Text to read:
Who says this this is even on the table? Why do we get to assume that they want to move together to yet another location? That's a lot of projection, there. Jack said he wants to take the int'l offer as a temporary alternative, until he can come back home (a second time) and be with Jill.

Even though Jack clearly has professional opportunities internationally, there's a whole lot of coming home to Jill going on here, and the Jack-detractors don't seem to be acknowledging that.
It is called supporting one's partner, Jack should learn how to do this.
I second jacquilynne's take; this is short-sighted. They are in their mid-20's and are not in serious marriage talks.

I just don't see how staying with someone for five years, and then going away to international graduate school and coming back home to her, and being more than willing and eager to support an LDR if he goes again, makes Jack unsupportive.

Jack would be "unsupportive" of Jill if he were asking her to leave the country with him and abandon her own program. He would be "unsupportive" of Jill if he weren't offering to maintain what will no doubt be a difficult LDR.
posted by pineapple at 8:43 AM on March 23, 2007


Who says this this is even on the table? Why do we get to assume that they want to move together to yet another location?

"jack" says this in a comment a handful of replies up.
posted by necessitas at 9:00 AM on March 23, 2007


"after hearing his side you can't help but feel that Jill is being unreasonable, that she is either very selfish or very insecure, and that she needs to grow up"

I don't think that's true, because I certainly don't feel that way. I think there are basically two camps here: Relationship over Job, and Job over Relationship. Job is really a metaphor though - There are all kinds of things in life that will divide you if you let them.

Making the Relationship the Most Important Thing allows it to keep going. For Jill: This may mean dropping her program in order to be with Jack (if being with Jack is the most important thing, then it's more important than her program.) For Jack: This may mean dropping his job in order to be with her (if being with Jill is the most important thing, then it's more important than a particular job).

Sacrificing for your partner is something that forges strong bonds that keep people together. The tricky part: Both people have to be willing to do it. In this situation, if both people said to each other: "I'm willing to do whatever it takes to stay with you," then that opens the door to finding mutually agreeable compromises. The "take it or leave it" attitude is what drives people apart.

Good luck.
posted by eleyna at 9:13 AM on March 23, 2007


"I think there are basically two camps here: Relationship over Job, and Job over Relationship. Job is really a metaphor though - There are all kinds of things in life that will divide you if you let them."

Given request A: In the discussion about Jack and Jill, what two camps does eleyna say the replies fall into?
Given request B: Quote the discussion about Jack and Jill word for word, starting with "I just don't" and going on through "of replies up.".
Given request C: Write the next part of the discussion about Jack and Jill, picking up after its final quoted line.

Supplied data:
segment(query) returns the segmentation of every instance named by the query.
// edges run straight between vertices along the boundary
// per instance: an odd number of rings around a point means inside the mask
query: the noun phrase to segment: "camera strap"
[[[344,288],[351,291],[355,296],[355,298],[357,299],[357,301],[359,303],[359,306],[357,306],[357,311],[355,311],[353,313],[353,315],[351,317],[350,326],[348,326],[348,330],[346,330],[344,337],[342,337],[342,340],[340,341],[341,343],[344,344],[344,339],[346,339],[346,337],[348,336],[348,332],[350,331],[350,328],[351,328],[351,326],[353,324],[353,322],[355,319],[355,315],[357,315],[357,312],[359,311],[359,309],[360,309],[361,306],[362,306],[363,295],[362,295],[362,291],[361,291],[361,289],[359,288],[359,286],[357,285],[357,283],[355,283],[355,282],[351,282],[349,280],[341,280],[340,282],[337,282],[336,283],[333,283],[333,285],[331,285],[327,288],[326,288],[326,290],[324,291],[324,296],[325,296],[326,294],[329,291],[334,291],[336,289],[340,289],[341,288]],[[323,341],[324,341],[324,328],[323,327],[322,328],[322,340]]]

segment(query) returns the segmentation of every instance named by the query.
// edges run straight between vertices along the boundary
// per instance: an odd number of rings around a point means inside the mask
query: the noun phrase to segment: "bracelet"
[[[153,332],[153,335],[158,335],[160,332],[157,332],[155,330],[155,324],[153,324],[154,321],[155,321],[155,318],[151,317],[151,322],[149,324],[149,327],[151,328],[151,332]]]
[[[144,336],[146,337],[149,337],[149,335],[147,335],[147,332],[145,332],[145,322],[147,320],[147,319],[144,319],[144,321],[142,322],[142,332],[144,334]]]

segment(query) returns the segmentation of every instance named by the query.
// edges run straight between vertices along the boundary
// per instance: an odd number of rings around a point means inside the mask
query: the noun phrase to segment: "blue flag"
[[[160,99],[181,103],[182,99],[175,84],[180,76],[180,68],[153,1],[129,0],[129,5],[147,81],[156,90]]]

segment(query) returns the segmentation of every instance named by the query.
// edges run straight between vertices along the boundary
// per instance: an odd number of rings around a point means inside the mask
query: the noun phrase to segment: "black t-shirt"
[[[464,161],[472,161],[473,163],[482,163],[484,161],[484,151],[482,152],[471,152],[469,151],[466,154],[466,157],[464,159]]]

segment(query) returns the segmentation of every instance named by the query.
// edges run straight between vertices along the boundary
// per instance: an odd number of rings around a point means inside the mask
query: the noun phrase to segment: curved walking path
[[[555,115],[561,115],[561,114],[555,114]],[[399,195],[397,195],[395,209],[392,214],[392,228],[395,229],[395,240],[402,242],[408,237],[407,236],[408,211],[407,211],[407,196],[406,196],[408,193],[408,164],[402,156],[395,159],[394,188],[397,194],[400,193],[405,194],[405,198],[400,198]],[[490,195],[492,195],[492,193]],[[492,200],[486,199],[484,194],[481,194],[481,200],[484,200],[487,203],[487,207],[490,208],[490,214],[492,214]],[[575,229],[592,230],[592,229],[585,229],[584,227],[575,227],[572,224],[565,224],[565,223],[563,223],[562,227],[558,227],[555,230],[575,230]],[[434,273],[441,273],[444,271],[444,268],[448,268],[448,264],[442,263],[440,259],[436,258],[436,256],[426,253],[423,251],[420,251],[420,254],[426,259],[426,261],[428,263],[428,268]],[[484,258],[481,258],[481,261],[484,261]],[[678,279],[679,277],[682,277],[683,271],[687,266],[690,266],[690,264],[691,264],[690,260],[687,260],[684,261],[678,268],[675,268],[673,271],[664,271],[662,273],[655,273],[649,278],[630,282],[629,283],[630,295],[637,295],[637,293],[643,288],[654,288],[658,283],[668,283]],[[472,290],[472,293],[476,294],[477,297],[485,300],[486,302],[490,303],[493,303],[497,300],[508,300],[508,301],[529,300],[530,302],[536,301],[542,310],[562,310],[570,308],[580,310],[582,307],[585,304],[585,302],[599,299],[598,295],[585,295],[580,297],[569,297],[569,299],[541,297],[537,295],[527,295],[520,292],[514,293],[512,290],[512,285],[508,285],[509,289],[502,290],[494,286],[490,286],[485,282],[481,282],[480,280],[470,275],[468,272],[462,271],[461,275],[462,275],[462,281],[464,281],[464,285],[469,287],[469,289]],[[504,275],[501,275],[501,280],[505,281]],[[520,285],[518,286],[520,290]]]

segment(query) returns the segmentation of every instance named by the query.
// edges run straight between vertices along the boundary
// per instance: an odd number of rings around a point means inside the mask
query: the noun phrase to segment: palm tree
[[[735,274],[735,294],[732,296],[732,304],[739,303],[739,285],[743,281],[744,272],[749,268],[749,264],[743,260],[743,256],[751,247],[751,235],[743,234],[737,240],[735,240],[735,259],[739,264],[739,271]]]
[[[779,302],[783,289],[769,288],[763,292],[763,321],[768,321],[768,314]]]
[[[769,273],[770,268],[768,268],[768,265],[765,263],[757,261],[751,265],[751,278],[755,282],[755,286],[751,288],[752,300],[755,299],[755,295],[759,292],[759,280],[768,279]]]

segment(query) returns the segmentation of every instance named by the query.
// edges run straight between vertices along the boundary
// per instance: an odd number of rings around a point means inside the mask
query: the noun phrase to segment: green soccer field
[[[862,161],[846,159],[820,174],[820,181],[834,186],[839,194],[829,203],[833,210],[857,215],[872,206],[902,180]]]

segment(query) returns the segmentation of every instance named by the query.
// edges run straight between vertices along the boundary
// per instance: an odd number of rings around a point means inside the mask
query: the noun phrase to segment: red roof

Exercise result A: Relationship over Job, and Job over Relationship.

Exercise result B:
I just don't see how staying with someone for five years, and then going away to international graduate school and coming back home to her, and being more than willing and eager to support an LDR if he goes again, makes Jack unsupportive.

Jack would be "unsupportive" of Jill if he were asking her to leave the country with him and abandon her own program. He would be "unsupportive" of Jill if he weren't offering to maintain what will no doubt be a difficult LDR.
posted by pineapple at 8:43 AM on March 23, 2007


Who says this this is even on the table? Why do we get to assume that they want to move together to yet another location?

"jack" says this in a comment a handful of replies up.

Exercise result C:
Except that some of us, or at least me, don't see it as Job over Relationship. I see it as Freedom over Manipulation.

Lemme explain a little about where I'm coming from— I'm dating a fantastic girl who's left twice, once for Boston (and mostly just to see if she could do it), and once for LA (because it was the best/only job). It sucked, it still sucks, but we're a Relationship over Job couple in that our relationship has endured even while these jobs take us apart. So, I'd be the Jill that's understanding about Jack's future and about our prospects together.
Further, I would never say that my girlfriend had to choose between me or the job. Why? Because I believe that she's important enough to me to work things out. Jill is the one placing the job over the relationship, and that's childish and selfish, and by issuing an ultimatum she's already killed the relationship. All that's missing is the tidy eulogy that she wants by making Jack stay. She's already said that she doesn't believe in this relationship enough to work for it over a fairly short amount of time. She's already decided that the job is more important than the relationship, despite the desperate desparaging of some of the commenters here who are trying to childishly turn this into an all or nothing deal.
posted by klangklangston at 10:18 AM on March 23, 2007 [2 favorites]


It sounds like you two want incompatible things. Jack wants a job far away and a long distance relationship with Jill, and Jill wants a relationship with Jack living nearby. Neither of you is right and neither of you is wrong. It's just that the things you want are mutually exclusive.

There are therefore three options. 1) Jill changes her mind about her willingness to have a long distance relations. 2) Jack changes his mind about the far away job. 3) If neither 1 nor 2 happens, Jack and Jill break up. Allowing 3 to happen doesn't mean that either of you have done anything wrong, it just means that your life plans remained incompatible.

I think that the less time you spend blaming one another, the more likely you are to come up with a non-3 plan that feels right to both of you.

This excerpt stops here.